> [THE INPUT]

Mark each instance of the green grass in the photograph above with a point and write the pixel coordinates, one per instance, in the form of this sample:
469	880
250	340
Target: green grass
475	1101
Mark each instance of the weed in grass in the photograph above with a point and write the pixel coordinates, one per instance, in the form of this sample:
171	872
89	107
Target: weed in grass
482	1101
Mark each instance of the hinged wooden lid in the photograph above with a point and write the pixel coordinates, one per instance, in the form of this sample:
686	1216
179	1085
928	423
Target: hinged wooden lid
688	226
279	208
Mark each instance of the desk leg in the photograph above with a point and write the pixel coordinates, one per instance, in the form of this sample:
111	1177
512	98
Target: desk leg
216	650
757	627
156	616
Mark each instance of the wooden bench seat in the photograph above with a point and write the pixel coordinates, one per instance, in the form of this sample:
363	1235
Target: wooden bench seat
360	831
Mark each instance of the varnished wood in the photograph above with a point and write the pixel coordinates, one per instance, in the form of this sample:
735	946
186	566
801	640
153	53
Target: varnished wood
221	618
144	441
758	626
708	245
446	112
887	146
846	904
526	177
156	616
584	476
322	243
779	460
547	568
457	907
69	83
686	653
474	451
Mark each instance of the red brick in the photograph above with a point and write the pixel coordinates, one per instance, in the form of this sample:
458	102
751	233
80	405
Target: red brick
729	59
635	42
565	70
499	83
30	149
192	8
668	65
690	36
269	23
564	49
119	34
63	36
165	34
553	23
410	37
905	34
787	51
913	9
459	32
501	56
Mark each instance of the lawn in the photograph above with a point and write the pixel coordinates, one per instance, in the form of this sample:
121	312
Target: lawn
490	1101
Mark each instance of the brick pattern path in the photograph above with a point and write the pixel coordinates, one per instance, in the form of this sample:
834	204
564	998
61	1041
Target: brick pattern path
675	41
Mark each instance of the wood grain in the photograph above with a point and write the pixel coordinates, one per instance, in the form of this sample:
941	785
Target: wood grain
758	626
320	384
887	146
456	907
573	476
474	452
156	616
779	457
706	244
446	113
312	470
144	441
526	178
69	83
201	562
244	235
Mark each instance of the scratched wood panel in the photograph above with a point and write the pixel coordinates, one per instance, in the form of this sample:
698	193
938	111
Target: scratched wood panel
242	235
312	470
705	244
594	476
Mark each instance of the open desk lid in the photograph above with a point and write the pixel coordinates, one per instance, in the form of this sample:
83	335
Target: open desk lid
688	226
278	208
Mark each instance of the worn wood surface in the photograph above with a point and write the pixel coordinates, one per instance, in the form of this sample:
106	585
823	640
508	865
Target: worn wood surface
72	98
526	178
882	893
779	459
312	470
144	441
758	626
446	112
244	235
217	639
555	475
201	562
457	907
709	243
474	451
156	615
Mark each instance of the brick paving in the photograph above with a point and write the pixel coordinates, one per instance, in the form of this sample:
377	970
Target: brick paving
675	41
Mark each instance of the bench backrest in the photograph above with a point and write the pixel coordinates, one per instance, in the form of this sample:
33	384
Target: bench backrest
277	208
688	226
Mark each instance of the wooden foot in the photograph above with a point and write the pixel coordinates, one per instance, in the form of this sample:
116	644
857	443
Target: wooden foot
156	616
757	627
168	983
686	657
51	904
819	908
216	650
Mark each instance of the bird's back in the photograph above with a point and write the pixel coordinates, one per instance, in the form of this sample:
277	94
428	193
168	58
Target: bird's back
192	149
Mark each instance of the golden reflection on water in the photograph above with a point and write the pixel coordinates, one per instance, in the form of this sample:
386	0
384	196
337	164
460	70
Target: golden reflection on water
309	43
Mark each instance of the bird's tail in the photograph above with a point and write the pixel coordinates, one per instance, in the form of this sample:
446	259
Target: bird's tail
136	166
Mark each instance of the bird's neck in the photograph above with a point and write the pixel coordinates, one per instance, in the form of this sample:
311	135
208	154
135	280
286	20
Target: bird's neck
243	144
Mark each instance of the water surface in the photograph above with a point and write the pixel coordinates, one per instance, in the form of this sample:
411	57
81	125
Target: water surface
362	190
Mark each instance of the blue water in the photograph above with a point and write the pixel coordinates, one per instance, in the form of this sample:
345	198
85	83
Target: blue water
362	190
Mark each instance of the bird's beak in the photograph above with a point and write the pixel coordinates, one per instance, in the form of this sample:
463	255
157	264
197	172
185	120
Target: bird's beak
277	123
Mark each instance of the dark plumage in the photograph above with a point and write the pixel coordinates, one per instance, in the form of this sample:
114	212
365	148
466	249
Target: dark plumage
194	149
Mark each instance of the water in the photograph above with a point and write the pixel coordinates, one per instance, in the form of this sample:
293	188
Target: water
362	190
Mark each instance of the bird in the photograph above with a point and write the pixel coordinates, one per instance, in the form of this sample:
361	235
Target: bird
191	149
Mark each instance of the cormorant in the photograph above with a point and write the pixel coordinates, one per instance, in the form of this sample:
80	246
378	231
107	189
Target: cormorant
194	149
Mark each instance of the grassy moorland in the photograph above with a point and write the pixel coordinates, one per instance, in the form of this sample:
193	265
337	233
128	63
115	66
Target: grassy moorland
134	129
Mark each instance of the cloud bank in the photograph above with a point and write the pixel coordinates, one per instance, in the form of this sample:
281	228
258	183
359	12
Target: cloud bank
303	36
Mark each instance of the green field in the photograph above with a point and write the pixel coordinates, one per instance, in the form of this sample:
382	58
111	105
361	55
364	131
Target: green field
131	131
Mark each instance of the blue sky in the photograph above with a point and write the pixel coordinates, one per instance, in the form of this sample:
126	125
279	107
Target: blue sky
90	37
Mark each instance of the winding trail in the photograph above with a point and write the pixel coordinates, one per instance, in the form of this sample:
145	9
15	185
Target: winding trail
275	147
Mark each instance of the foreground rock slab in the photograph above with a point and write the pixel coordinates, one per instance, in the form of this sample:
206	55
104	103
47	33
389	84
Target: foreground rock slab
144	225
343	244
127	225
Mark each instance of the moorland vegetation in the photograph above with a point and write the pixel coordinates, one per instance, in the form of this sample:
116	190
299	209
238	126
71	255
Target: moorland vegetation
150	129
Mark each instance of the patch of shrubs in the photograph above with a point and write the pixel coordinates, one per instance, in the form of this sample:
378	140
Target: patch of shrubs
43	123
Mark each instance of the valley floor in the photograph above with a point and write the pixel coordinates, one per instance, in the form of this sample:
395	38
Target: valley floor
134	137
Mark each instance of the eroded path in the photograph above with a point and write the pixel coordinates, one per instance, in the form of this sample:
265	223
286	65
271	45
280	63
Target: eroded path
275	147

> [EXERCISE]
Set down the entries above again, word for word.

> [WRITTEN SOLUTION]
Mark each instance of the green grass in the photograph above with a point and write the pixel coordinates, one per instance, in the form of this sample:
469	880
250	340
Target: green grass
475	1101
Mark each instance of the weed in grass in the photograph above with a point and write the pixel coordinates, one per instance, in the form of this sample:
171	872
89	107
Target: weed in grass
482	1101
Mark each instance of the hinged wooden lid in the photograph above with a point and write the pixel coordinates, one per instance, in the form of this sample:
686	1216
179	1085
928	423
Target: hinged wooden lid
688	226
279	208
Mark each instance of the desk leg in the photograph above with a point and write the pixel coordinates, one per instance, in the form of this sample:
111	1177
512	98
Target: desk leg
216	650
757	627
156	616
Mark each instance of the wooden bench seat in the photograph above with a point and write the pixel coordinates, one per instance, in the form of this sample:
363	1235
Target: wooden bench seat
360	831
Mark each instance of the varnished wood in the photograph above with a point and write the pixel coordinates, one per instance, in the form of this sample:
735	946
186	566
801	640
153	53
Target: varnished wood
221	618
144	441
758	626
708	245
446	112
887	146
846	904
526	177
156	616
584	476
322	243
779	460
547	568
457	907
69	83
686	653
474	451
Mark each instance of the red brick in the photograph above with a point and write the pixel coordinates, one per instance, in the form of this sample:
458	102
751	233
80	405
Target: red brick
729	59
635	42
565	70
499	83
30	149
192	8
668	65
690	36
269	23
564	49
119	34
63	36
165	34
553	23
410	37
905	34
787	51
913	9
459	32
501	56
Mark each instance of the lawn in the photograph above with a point and write the pixel coordinates, one per instance, in the form of this sample:
121	312
Target: lawn
490	1101
Mark each instance of the brick pattern path in the photograph above with a point and write the pixel coordinates, one per instance, in the form of this sample:
834	204
564	998
61	1041
Target: brick pattern path
675	41
Mark each instance of the wood grain in the photograph above with a point and write the pixel coordinates, one per instance, in the form of this sample:
941	785
Target: wood grain
758	626
320	384
887	146
456	907
573	476
474	452
156	616
779	457
706	244
446	113
312	470
144	441
526	178
69	83
201	562
244	235
Mark each instance of the scratched wood panel in the photograph above with a point and write the pixel coordinates, one per instance, in the form of this sample:
698	193
938	111
Target: scratched wood panel
242	235
312	470
705	244
594	476
Mark each instance of the open desk lid in the photograph above with a point and write the pixel coordinates, one per instance, in the form of this sample:
83	335
Target: open desk lid
688	226
278	208
Mark each instance of the worn wood surface in the photograph above with a point and write the pixel coordinates, one per instance, in the form of this sample:
106	585
823	640
508	865
Target: worn wood surface
72	98
526	178
882	893
779	459
312	470
144	441
758	626
446	112
244	235
217	639
555	475
201	562
457	907
709	243
474	451
156	615
Mark each instance of the brick paving in the photograph above with a point and write the pixel coordinates, one per instance, in the form of this sample:
377	970
Target: brick paving
675	41
Mark each instance of the bench backrest in the photograph above with a point and write the pixel coordinates, one per instance, in the form of this sample:
33	384
Target: bench backrest
277	208
688	226
Mark each instance of the wooden foot in the photograph above with a point and write the pixel coordinates, one per instance, in the form of this sample:
116	644
857	443
Target: wooden foot
156	616
757	627
168	983
686	657
51	904
819	908
216	650
Mark each instance of the bird's back in the photograph above with a point and write the pixel coordinates, one per instance, in the form of this sample:
277	94
428	193
168	58
Target: bird's back
192	149
Mark each instance of the golden reflection on water in the photograph above with a point and write the pixel coordinates, one per instance, in the form of this sample:
386	0
384	196
337	164
460	70
Target: golden reflection on water
309	43
Mark each instance of the bird's tail in the photograph above with a point and write the pixel coordinates, one per instance, in the form of this sample:
446	259
Target: bird's tail
136	166
Mark each instance of the bird's neck in the photograph above with a point and write the pixel coordinates, one per instance, in the form of this sample:
311	135
208	154
135	280
286	20
Target: bird's neck
243	144
Mark each instance of the water surface in the photograph above with a point and write the pixel coordinates, one per instance, in the form of this sample:
411	57
81	125
Target: water surface
362	190
Mark each instance of the blue water in the photograph above with a point and write the pixel coordinates, one per instance, in the form of this sample:
345	198
85	83
Target: blue water
362	190
Mark each instance of the bird's beak in the photograph above with a point and write the pixel coordinates, one per instance, in the form of this sample:
463	255
157	264
197	172
185	120
Target: bird's beak
277	123
Mark each instance of the dark plumage in the photograph above with a point and write the pixel coordinates, one per instance, in the form of this sample:
114	212
365	148
466	249
Target: dark plumage
194	149
Mark each instance of the water in the photograph above with a point and write the pixel coordinates, one per instance, in the form of this sample:
293	188
Target: water
362	190
Mark each instance of the bird in the photograph above with a point and write the pixel coordinates, one per instance, in the form of this sample:
361	235
Target: bird
191	149
Mark each instance of the cormorant in the photograph above with a point and write the pixel coordinates, one per instance, in the form of this sample:
80	246
378	231
107	189
Target: cormorant
194	149
Mark each instance of the grassy moorland in the photograph above with a point and write the pixel coordinates, one per instance, in the form of this sample:
193	265
337	233
128	63
115	66
Target: grassy moorland
134	129
Mark each instance of the cloud bank in the photograph above with a point and write the pixel coordinates, one per instance, in the form of this sample:
281	228
258	183
359	12
Target: cloud bank
303	36
Mark each instance of the green field in the photograph above with a point and write the pixel coordinates, one per instance, in the form of this sample:
382	58
111	105
361	55
364	131
Target: green field
131	131
Mark each instance of the blue sky in the photograph above with a point and write the pixel coordinates, one per instance, in the form of this sample:
126	125
279	107
Target: blue sky
90	37
Mark each instance of the winding trail in the photograph above with a point and write the pixel coordinates, one per instance, in the form of this sample:
145	9
15	185
Target: winding trail
275	147
Mark each instance of the foreground rock slab in the photograph above with a point and write the pixel coordinates, one per instance, in the form of this sample:
206	55
104	103
47	33
389	84
Target: foreground rock slab
144	225
343	244
127	225
Mark each instance of the moorland vegetation in the photograph above with a point and write the pixel coordinates, one per instance, in the form of this sample:
116	190
299	209
238	126
71	255
Target: moorland vegetation
150	129
Mark each instance of the patch of shrubs in the photograph above with a point and write the pixel coordinates, one per instance, in the form of this sample:
378	140
Target: patch of shrubs
43	123
Mark each instance of the valley floor in the photograph above with a point and write the pixel coordinates, one per instance, in the form of this sample:
395	38
Target: valley floor
134	137
Mark each instance of the eroded path in the photograph above with a point and write the pixel coordinates, one per instance, in the form of this sample:
265	223
286	65
271	45
280	63
Target: eroded path
275	147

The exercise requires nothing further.